The weekly TRC industry digest - a round-up of international racing news from the past week.
The battle of the spring carnivals heats up
Oceania: Feature races during Sydney's spring carnival will carry additional prize money and new races have been created as Racing NSW and the Australian Turf Club (ATC) bids to outgun Melbourne’s springtime season.
The expanded programme will see the state capital have at least one A$1 million race or above for eight consecutive weeks in October and November. The A$14 million Everest on October 19 is the centrepiece, with new races in the weeks either side of the world’s richest turf sprint and others with increased stakes.
Kevin Anderson , Minister for Better Regulation and Innovation, said he “hear[s] it time and time again that people want to attend races in New South Wales, rather than travel to other states”. He added that ATC’s investment will be “significant”.

# Information provided
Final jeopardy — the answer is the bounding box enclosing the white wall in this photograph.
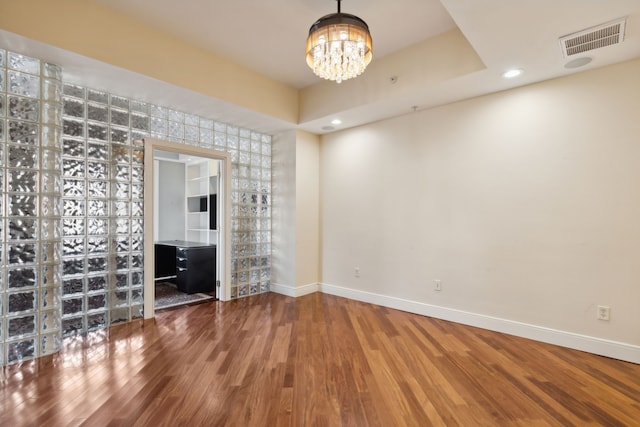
[320,60,640,362]
[155,161,186,240]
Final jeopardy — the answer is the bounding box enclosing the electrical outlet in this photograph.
[598,305,611,321]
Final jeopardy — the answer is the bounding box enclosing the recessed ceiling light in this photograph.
[502,68,522,79]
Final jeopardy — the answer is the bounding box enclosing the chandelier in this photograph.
[307,0,373,83]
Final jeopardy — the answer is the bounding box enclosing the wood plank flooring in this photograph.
[0,293,640,427]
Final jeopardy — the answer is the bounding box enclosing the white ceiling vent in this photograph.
[560,18,627,58]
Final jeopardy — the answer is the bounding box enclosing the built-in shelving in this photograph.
[185,160,219,243]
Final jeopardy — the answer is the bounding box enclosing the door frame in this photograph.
[143,138,231,319]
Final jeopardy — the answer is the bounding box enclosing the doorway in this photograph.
[144,138,231,318]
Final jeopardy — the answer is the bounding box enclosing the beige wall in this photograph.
[271,131,320,296]
[320,60,640,354]
[296,131,320,286]
[0,0,298,123]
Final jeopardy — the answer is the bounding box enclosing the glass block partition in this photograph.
[0,50,271,364]
[0,49,62,364]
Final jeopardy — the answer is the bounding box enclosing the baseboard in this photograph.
[269,283,319,297]
[318,283,640,364]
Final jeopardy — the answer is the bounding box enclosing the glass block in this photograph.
[42,62,62,81]
[87,237,109,255]
[184,126,198,141]
[41,124,62,148]
[110,291,129,307]
[62,258,84,276]
[9,194,38,216]
[40,241,62,264]
[62,278,84,295]
[87,313,109,332]
[42,102,62,126]
[62,97,85,119]
[111,144,131,163]
[131,236,144,252]
[111,127,129,144]
[114,273,129,288]
[40,310,60,333]
[8,243,36,265]
[87,161,109,180]
[62,119,84,138]
[131,166,144,182]
[40,195,61,217]
[63,84,85,99]
[87,276,108,292]
[131,304,144,320]
[131,271,144,288]
[87,181,109,198]
[87,123,109,142]
[111,108,129,126]
[62,179,86,197]
[131,148,144,166]
[130,100,149,114]
[131,254,143,268]
[87,89,109,104]
[40,332,62,356]
[7,338,36,363]
[87,143,109,160]
[40,264,62,289]
[42,171,62,194]
[131,218,144,234]
[87,257,108,273]
[113,218,129,234]
[87,200,109,216]
[62,238,85,256]
[62,316,84,337]
[87,294,107,311]
[116,255,129,270]
[62,138,85,157]
[150,117,168,135]
[7,267,36,289]
[62,297,84,316]
[8,217,38,240]
[7,71,40,99]
[7,96,40,122]
[169,121,184,139]
[42,79,63,103]
[42,149,62,171]
[113,164,131,181]
[131,114,149,131]
[87,218,107,236]
[7,120,40,145]
[7,291,37,314]
[131,200,144,216]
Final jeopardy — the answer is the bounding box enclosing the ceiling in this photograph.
[0,0,640,134]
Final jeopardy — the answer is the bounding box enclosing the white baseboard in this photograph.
[269,283,319,297]
[317,283,640,364]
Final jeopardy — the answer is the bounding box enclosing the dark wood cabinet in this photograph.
[155,240,216,294]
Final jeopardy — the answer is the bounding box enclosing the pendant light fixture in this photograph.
[307,0,373,83]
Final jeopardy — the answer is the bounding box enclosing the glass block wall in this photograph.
[0,49,62,364]
[0,50,271,364]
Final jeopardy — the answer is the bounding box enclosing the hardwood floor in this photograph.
[0,293,640,427]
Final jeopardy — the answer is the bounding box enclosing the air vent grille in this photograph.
[560,19,626,58]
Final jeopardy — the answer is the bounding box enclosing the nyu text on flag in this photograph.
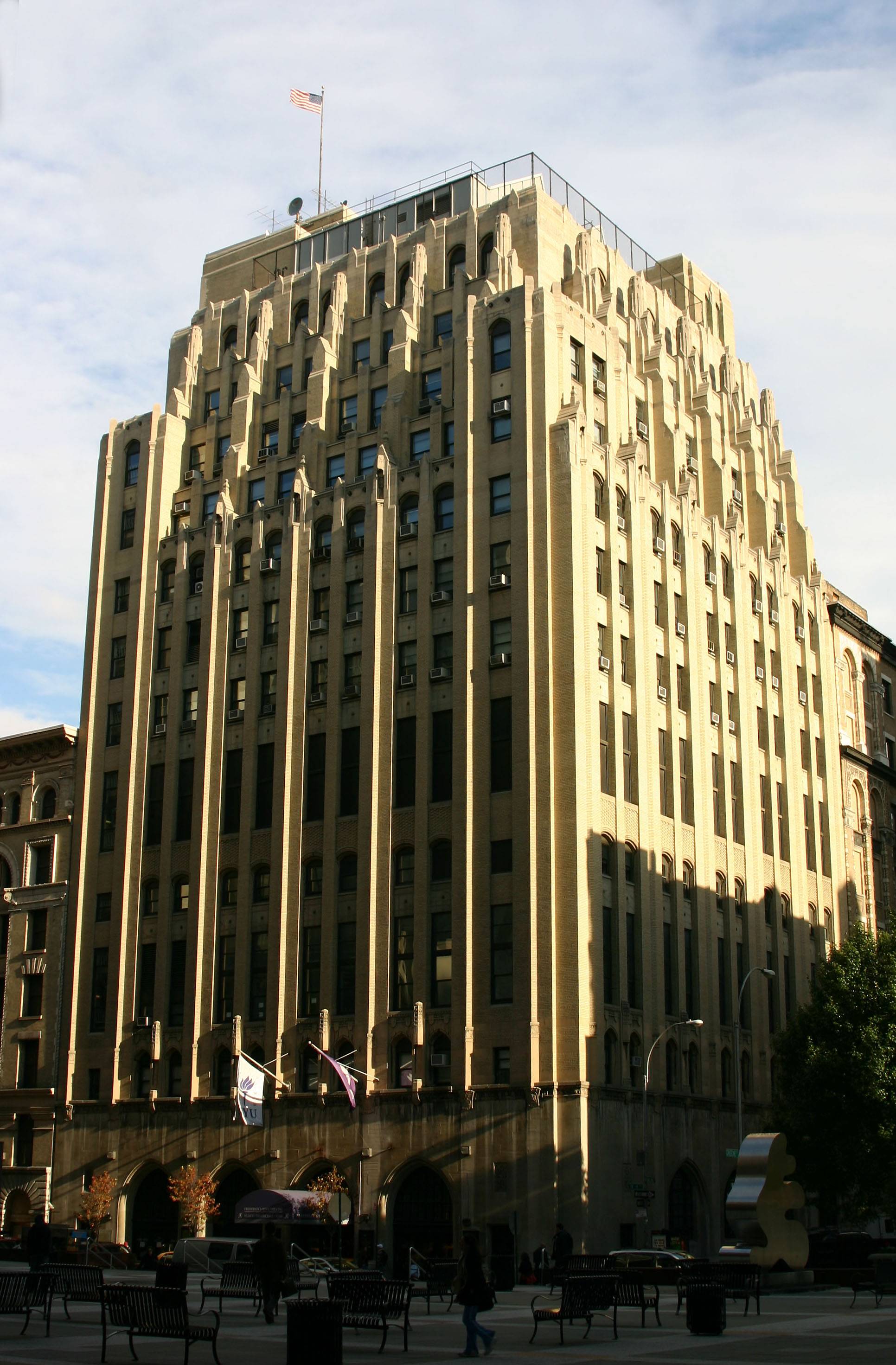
[289,90,324,113]
[237,1052,265,1128]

# Exercise task
Continue the racing digest above on Sydney's spring carnival prize money, picking up right after its final sentence.

# Output for this exercise
SYDNEY'S SEVEN-FIGURE SPRING RACES
September 28 @ Rosehill
$1m G1 Golden Rose Stakes (1400m)
October 5 @ Randwick
$1m G1 Epsom Handicap (1600m)
October 12 @ Randwick
$1m G1 Spring Champion Stakes (2000m)
October 19 @ Randwick
$14m The Everest (1200m)
$1.3m The Kosciuszko (1200m)
October 26 @ Randwick
$1m Bondi Stakes (1600m)
November 2 @ Rosehill
$7.5m Golden Eagle (1500m)
$1m Winners Stakes (1300m)
November 9 @ Rosehill
$1m Golden Gift (1100m)
November 16 @ Newcastle
$1m The Hunter (1300m)
November 23 @ Kembla Grange
$1m The Gong (1600m)
Bid to boost the Cox Plate international challenge
Oceania: In a bid to increase international competition for the G1 Cox Plate, Moonee Valley Racing Club (MVRC) will partner a number of the leading middle-distance weight-for-age turf G1s with the winners then eligible to take part in the 99th iteration of Australia’s premier weight-for-age race in October.
The MVRC has put up a A$2 million bonus, on top of the A$5 million prize money already on offer, for the Ladbrokes-sponsored contest, which has been won by Winx for the past four seasons.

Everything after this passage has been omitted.